* Text section *

━━━━━━━━━━━━━━━━

My wife and I are planning a trip to San Francisco to finally fulfill my lifelong dream of seeing The Golden Gate in person.
She asked me, “What are you going to do when you see it?”
I said, “Let’s cross that bridge when we get there.”
Horny Husband
With his wife now eight months pregnant, a man was severely horny. She recognized what he was going through and empathized enough to hand him a fifty-dollar bill. "Honey, you're so depressed. Take this money to the woman next door and she'll sleep with you. But remember: tonight only, okay? Never again!" He couldn't believe his ears but, afraid she might change her mind, grabbed the money and ran, but within five minutes was back, totally disappointed. "She says fifty isn't enough. She wants hundred!" His wife was mad, Why that bitch! When she was pregnant and her husband came over here, I only charged him fifty!
Some of my friends have been making very hurtful remarks about my choosing to wear mittens rather than gloves…
…but I don't like to point fingers…
What do you call it when a snowman loses his temper?
A meltdown. (Told to me by a grandpa earlier today.)
Why are redneck murders the hardest to solve?

━━━━━━━━━━━━━━━━

Stored entries:
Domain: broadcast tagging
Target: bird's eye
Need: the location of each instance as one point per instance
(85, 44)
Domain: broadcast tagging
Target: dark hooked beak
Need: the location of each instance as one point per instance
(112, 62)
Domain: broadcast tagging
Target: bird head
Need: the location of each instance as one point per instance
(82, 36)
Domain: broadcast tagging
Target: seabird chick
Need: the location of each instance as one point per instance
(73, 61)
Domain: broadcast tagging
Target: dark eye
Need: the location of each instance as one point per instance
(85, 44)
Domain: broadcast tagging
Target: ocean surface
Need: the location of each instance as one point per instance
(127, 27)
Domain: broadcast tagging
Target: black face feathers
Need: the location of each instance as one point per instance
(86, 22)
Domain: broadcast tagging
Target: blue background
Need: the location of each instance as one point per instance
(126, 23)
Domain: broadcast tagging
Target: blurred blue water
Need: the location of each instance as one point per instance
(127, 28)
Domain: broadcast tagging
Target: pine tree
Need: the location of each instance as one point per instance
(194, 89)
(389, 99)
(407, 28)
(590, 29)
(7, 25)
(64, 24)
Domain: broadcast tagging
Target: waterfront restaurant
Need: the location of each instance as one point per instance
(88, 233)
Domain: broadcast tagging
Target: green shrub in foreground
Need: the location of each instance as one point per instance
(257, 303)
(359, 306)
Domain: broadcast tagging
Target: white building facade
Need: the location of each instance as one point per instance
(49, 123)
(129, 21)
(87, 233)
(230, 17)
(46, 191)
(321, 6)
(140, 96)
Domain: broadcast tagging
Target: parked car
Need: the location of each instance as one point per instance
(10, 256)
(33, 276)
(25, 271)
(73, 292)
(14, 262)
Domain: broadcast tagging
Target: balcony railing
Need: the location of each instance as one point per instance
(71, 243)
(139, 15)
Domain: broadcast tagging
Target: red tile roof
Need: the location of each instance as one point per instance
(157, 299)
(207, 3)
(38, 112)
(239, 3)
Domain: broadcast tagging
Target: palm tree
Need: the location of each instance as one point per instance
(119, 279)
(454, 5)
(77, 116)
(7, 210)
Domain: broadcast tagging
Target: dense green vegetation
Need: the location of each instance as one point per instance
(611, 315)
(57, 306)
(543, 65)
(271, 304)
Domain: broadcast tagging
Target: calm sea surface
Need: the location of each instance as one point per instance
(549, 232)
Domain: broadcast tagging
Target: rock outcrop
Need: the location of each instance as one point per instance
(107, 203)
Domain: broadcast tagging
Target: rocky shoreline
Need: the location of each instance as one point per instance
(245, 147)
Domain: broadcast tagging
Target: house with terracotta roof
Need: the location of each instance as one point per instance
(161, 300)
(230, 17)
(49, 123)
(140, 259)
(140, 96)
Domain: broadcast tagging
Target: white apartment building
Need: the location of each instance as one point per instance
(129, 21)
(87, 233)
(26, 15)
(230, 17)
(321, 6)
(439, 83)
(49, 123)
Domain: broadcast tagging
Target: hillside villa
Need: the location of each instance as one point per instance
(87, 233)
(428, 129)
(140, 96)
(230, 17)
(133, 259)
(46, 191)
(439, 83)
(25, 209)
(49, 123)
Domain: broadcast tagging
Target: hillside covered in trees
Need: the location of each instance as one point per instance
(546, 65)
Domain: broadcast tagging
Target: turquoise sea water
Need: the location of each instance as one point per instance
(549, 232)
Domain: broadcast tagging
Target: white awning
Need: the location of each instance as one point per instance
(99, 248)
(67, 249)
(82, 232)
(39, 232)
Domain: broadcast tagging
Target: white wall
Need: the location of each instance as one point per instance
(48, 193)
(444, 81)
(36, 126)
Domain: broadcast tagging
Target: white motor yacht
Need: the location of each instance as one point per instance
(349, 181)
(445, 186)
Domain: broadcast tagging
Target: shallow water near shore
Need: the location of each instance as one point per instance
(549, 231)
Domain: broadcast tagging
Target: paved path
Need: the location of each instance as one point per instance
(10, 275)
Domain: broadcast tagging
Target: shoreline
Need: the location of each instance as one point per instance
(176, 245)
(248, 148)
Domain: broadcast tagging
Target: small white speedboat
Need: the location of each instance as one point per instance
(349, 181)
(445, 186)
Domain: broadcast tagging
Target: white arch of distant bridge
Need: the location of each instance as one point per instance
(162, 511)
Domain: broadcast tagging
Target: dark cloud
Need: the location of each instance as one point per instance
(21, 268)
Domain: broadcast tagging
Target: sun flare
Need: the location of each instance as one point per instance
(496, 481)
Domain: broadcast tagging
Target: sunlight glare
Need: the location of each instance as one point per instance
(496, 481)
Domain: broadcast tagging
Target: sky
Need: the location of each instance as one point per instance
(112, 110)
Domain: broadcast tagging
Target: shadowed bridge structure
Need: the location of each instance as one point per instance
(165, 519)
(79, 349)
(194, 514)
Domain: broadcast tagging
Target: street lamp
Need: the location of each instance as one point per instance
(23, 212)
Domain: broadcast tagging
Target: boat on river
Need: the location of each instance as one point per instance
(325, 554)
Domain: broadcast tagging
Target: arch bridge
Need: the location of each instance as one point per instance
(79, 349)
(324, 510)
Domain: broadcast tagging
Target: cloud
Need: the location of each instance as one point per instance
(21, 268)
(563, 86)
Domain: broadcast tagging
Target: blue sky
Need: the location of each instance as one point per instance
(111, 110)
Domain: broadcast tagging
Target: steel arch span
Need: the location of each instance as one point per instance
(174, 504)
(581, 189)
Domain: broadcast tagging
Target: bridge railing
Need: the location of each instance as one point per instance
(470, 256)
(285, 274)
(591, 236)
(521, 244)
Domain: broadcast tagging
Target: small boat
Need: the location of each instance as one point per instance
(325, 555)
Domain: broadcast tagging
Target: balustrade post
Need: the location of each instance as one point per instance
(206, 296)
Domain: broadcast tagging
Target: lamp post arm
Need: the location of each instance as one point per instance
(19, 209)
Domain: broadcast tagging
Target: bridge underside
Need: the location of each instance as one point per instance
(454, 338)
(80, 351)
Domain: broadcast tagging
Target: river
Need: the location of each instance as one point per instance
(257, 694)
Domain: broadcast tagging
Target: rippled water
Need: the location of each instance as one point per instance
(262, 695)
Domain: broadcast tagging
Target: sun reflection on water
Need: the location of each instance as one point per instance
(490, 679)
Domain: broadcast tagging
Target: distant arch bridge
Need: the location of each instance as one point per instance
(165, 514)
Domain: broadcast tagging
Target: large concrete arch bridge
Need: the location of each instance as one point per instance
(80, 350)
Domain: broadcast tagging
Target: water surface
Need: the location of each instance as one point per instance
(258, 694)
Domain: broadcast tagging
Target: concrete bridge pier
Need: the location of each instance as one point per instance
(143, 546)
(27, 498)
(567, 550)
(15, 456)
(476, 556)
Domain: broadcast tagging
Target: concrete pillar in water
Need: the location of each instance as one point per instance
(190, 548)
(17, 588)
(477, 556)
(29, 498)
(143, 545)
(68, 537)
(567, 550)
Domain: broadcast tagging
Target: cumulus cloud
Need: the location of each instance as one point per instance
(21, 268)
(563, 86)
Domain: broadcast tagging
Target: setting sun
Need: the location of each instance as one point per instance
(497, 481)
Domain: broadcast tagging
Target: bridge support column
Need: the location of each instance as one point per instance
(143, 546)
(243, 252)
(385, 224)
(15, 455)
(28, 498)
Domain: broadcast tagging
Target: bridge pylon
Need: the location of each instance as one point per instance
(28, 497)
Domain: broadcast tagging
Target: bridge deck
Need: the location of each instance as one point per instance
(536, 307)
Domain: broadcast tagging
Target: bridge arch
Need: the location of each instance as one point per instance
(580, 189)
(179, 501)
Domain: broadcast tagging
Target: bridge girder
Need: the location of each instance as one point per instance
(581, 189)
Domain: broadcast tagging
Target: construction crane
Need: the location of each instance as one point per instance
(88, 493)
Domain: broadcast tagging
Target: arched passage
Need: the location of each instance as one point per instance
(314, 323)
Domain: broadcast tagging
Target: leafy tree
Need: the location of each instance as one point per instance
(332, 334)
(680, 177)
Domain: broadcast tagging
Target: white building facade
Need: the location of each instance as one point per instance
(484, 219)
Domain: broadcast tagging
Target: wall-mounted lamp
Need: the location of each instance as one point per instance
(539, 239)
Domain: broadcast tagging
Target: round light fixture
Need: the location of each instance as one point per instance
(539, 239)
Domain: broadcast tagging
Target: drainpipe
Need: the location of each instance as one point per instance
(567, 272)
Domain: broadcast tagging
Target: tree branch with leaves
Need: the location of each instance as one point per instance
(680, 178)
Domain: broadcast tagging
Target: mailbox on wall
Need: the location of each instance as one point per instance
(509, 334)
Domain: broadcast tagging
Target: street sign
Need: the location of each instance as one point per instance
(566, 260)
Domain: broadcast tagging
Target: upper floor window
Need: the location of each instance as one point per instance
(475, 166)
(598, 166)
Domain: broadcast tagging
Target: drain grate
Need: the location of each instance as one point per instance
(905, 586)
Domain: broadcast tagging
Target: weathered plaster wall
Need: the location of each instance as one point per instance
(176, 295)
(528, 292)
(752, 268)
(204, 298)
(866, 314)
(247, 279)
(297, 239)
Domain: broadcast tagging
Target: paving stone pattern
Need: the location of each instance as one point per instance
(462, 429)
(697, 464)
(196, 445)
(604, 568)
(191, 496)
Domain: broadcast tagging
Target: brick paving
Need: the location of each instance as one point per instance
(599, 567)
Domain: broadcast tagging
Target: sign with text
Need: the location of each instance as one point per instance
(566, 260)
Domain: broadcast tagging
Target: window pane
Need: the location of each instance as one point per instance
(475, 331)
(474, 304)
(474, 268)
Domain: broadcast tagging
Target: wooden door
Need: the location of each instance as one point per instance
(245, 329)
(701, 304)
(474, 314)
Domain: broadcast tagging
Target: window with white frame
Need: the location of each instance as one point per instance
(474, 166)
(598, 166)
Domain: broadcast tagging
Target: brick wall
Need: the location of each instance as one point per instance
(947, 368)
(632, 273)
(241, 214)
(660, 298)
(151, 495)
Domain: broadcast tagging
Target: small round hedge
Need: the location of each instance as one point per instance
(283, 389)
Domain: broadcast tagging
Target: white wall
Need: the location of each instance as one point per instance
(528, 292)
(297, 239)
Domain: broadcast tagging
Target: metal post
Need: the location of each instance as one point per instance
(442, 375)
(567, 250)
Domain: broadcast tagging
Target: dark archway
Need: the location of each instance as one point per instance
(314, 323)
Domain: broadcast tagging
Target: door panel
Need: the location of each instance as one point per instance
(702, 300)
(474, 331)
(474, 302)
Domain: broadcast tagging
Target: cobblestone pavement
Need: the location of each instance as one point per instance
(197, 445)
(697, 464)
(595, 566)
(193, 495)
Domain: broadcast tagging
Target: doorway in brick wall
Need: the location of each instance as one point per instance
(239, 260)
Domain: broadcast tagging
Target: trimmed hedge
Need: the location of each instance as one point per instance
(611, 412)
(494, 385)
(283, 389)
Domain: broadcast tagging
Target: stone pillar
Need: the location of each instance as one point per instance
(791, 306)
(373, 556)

━━━━━━━━━━━━━━━━

In the joke collection, write out the part that opens with the words containing "Horny Husband" and closes with "loses his temper?". Copy it word for word.

Horny Husband
With his wife now eight months pregnant, a man was severely horny. She recognized what he was going through and empathized enough to hand him a fifty-dollar bill. "Honey, you're so depressed. Take this money to the woman next door and she'll sleep with you. But remember: tonight only, okay? Never again!" He couldn't believe his ears but, afraid she might change her mind, grabbed the money and ran, but within five minutes was back, totally disappointed. "She says fifty isn't enough. She wants hundred!" His wife was mad, Why that bitch! When she was pregnant and her husband came over here, I only charged him fifty!
Some of my friends have been making very hurtful remarks about my choosing to wear mittens rather than gloves…
…but I don't like to point fingers…
What do you call it when a snowman loses his temper?